Stated goal: Copy out every line of the items below, character for character, with nothing changed or left out.

Data for the task:
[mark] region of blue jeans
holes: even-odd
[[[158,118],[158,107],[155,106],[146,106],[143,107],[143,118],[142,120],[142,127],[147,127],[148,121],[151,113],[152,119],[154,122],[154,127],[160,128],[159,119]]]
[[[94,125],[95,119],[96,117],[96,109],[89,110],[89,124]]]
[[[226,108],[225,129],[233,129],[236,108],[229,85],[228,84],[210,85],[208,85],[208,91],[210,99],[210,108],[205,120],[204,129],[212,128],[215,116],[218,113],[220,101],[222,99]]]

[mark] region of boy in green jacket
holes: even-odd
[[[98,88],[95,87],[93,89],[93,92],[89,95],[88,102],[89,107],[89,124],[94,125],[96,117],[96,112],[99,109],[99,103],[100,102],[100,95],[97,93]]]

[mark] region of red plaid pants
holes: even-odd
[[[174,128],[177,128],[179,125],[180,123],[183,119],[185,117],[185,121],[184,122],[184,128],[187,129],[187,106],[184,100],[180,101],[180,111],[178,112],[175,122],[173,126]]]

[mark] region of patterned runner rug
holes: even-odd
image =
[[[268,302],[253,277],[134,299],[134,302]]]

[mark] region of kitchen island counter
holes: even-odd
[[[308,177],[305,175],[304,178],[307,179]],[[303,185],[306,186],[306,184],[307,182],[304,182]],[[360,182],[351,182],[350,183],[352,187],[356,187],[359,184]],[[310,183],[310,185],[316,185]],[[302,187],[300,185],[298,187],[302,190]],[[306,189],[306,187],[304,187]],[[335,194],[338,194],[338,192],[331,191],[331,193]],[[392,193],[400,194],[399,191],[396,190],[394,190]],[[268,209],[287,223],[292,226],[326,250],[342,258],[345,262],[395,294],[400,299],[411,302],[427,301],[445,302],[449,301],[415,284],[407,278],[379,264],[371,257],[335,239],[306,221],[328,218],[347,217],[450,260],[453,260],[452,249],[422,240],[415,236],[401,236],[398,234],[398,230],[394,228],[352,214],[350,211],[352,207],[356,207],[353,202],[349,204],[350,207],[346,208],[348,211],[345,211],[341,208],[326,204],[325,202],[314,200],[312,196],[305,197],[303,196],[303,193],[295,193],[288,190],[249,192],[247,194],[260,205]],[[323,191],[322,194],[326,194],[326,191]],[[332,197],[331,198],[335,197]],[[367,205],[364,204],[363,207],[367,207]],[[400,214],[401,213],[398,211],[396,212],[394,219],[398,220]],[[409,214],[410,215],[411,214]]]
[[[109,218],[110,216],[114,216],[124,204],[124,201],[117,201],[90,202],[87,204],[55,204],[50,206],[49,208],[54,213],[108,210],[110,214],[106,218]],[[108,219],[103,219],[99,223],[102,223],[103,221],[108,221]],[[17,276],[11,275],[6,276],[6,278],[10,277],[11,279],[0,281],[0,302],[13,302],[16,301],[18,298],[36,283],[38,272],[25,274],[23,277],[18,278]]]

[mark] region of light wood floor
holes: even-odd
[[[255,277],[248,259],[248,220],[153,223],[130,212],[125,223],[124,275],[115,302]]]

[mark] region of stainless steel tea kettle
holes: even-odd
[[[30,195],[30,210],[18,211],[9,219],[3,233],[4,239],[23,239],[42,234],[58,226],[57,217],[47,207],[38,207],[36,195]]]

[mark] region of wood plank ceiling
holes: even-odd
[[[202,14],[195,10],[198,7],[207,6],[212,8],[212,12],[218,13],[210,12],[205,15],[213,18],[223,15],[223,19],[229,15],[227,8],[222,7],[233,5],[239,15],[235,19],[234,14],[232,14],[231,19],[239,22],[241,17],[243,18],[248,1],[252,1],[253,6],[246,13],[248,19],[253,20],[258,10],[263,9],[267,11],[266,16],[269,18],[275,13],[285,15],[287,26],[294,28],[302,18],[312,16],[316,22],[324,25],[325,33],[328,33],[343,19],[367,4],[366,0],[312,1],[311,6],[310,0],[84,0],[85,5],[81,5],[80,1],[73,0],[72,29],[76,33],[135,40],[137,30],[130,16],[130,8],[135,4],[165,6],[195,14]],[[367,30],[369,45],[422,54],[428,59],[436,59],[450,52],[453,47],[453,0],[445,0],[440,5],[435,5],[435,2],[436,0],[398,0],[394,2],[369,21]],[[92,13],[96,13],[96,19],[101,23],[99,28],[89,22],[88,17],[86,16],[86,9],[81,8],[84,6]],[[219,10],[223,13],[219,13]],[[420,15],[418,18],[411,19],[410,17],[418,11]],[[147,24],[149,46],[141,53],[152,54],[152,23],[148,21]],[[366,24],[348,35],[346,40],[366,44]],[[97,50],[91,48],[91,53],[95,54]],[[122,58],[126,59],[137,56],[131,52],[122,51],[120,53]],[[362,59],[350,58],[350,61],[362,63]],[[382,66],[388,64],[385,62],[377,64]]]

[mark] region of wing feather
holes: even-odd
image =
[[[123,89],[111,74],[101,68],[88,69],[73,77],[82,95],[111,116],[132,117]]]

Solution to this problem:
[mark] region of blue jeans
holes: even-odd
[[[158,118],[158,107],[155,106],[146,106],[143,107],[143,118],[142,120],[142,127],[147,127],[148,121],[151,113],[152,119],[154,122],[154,127],[160,128],[159,119]]]
[[[94,125],[95,119],[96,117],[96,109],[89,110],[89,124]]]
[[[226,108],[225,129],[233,129],[236,108],[229,85],[228,84],[210,85],[208,85],[208,91],[210,99],[210,108],[205,120],[204,129],[212,128],[215,116],[218,113],[220,101],[222,99]]]

[mark] region of boy in green jacket
holes: even-odd
[[[98,88],[95,87],[93,89],[93,92],[89,95],[88,102],[89,107],[89,124],[94,125],[96,117],[96,112],[99,109],[99,103],[100,102],[100,95],[97,93]]]

[mark] region of red plaid pants
holes: even-odd
[[[174,128],[177,128],[179,125],[180,123],[183,119],[185,117],[185,121],[184,122],[184,128],[187,129],[187,106],[184,100],[180,101],[180,111],[178,112],[175,122],[173,126]]]

[mark] region of patterned runner rug
holes: even-odd
image =
[[[268,302],[253,277],[134,299],[134,302]]]

[mark] region of kitchen island counter
holes: even-odd
[[[308,177],[305,175],[304,178],[307,179]],[[303,185],[306,186],[306,184],[307,182],[304,182]],[[360,182],[351,182],[350,183],[352,187],[356,187],[359,184]],[[310,183],[310,185],[316,185]],[[302,187],[300,185],[298,187],[302,190]],[[306,189],[306,187],[304,187]],[[335,194],[338,194],[338,192],[331,191],[331,193]],[[392,193],[400,194],[399,191],[396,190],[394,190]],[[268,209],[287,223],[292,226],[326,250],[342,258],[345,262],[395,294],[400,299],[411,302],[427,301],[445,302],[449,301],[415,284],[407,278],[379,264],[371,257],[335,239],[306,221],[328,218],[347,217],[450,260],[453,260],[452,249],[422,240],[415,236],[401,236],[398,234],[398,230],[394,228],[352,214],[350,211],[352,207],[356,207],[353,202],[349,204],[350,207],[346,208],[348,211],[345,211],[341,208],[326,204],[325,202],[314,200],[312,196],[305,197],[303,196],[303,193],[295,193],[288,190],[249,192],[247,194],[260,205]],[[323,191],[322,194],[326,194],[326,191]],[[332,197],[331,198],[335,197]],[[367,205],[364,204],[363,207],[367,207]],[[400,214],[401,213],[398,211],[396,212],[394,219],[398,220]],[[409,214],[410,215],[411,214]]]
[[[109,218],[110,216],[114,216],[124,204],[124,201],[117,201],[90,202],[87,204],[55,204],[50,206],[49,208],[54,213],[108,210],[110,214],[106,218]],[[108,219],[103,219],[99,223],[102,223],[103,221],[108,221]],[[17,276],[11,275],[6,276],[6,278],[10,277],[11,279],[0,281],[0,302],[13,302],[16,301],[18,298],[36,283],[38,272],[25,274],[23,277],[18,278]]]

[mark] region of light wood floor
holes: even-odd
[[[255,277],[248,259],[248,220],[153,223],[130,212],[125,223],[124,275],[115,302]]]

[mark] region of stainless steel tea kettle
holes: even-odd
[[[30,195],[30,210],[18,211],[9,219],[3,233],[4,239],[23,239],[42,234],[58,226],[57,217],[47,207],[38,207],[36,195]]]

[mark] region of wood plank ceiling
holes: even-odd
[[[202,14],[195,10],[198,7],[207,6],[212,8],[212,12],[218,13],[210,12],[205,15],[213,18],[223,15],[223,19],[229,15],[227,8],[222,7],[233,5],[239,15],[235,19],[234,14],[232,14],[231,19],[239,22],[241,17],[243,18],[248,1],[252,1],[253,6],[246,13],[248,19],[253,20],[258,10],[263,9],[267,11],[266,16],[269,18],[275,13],[285,15],[287,26],[294,28],[302,18],[312,16],[316,22],[324,25],[325,33],[328,33],[343,19],[367,4],[366,0],[312,1],[311,6],[310,0],[84,0],[85,5],[81,5],[80,1],[73,0],[72,29],[76,33],[135,40],[137,30],[130,16],[130,8],[135,4],[165,6],[195,14]],[[367,30],[369,45],[422,54],[428,59],[436,59],[450,52],[453,47],[453,0],[445,0],[440,5],[435,5],[435,2],[436,0],[398,0],[394,2],[369,21]],[[92,13],[96,13],[96,19],[101,23],[99,28],[89,22],[88,17],[86,16],[86,9],[81,8],[84,6]],[[219,10],[223,13],[219,13]],[[420,15],[418,18],[411,19],[410,17],[418,11]],[[147,24],[149,46],[141,53],[152,54],[152,23],[148,21]],[[366,24],[348,35],[346,40],[366,44]],[[97,50],[91,48],[91,53],[95,54]],[[122,58],[126,59],[137,56],[131,52],[122,51],[120,53]],[[362,59],[350,58],[350,61],[362,63]],[[382,66],[388,64],[385,62],[377,64]]]

[mark] region of wing feather
holes: even-odd
image =
[[[123,89],[111,74],[101,68],[88,69],[73,77],[82,95],[111,116],[132,117]]]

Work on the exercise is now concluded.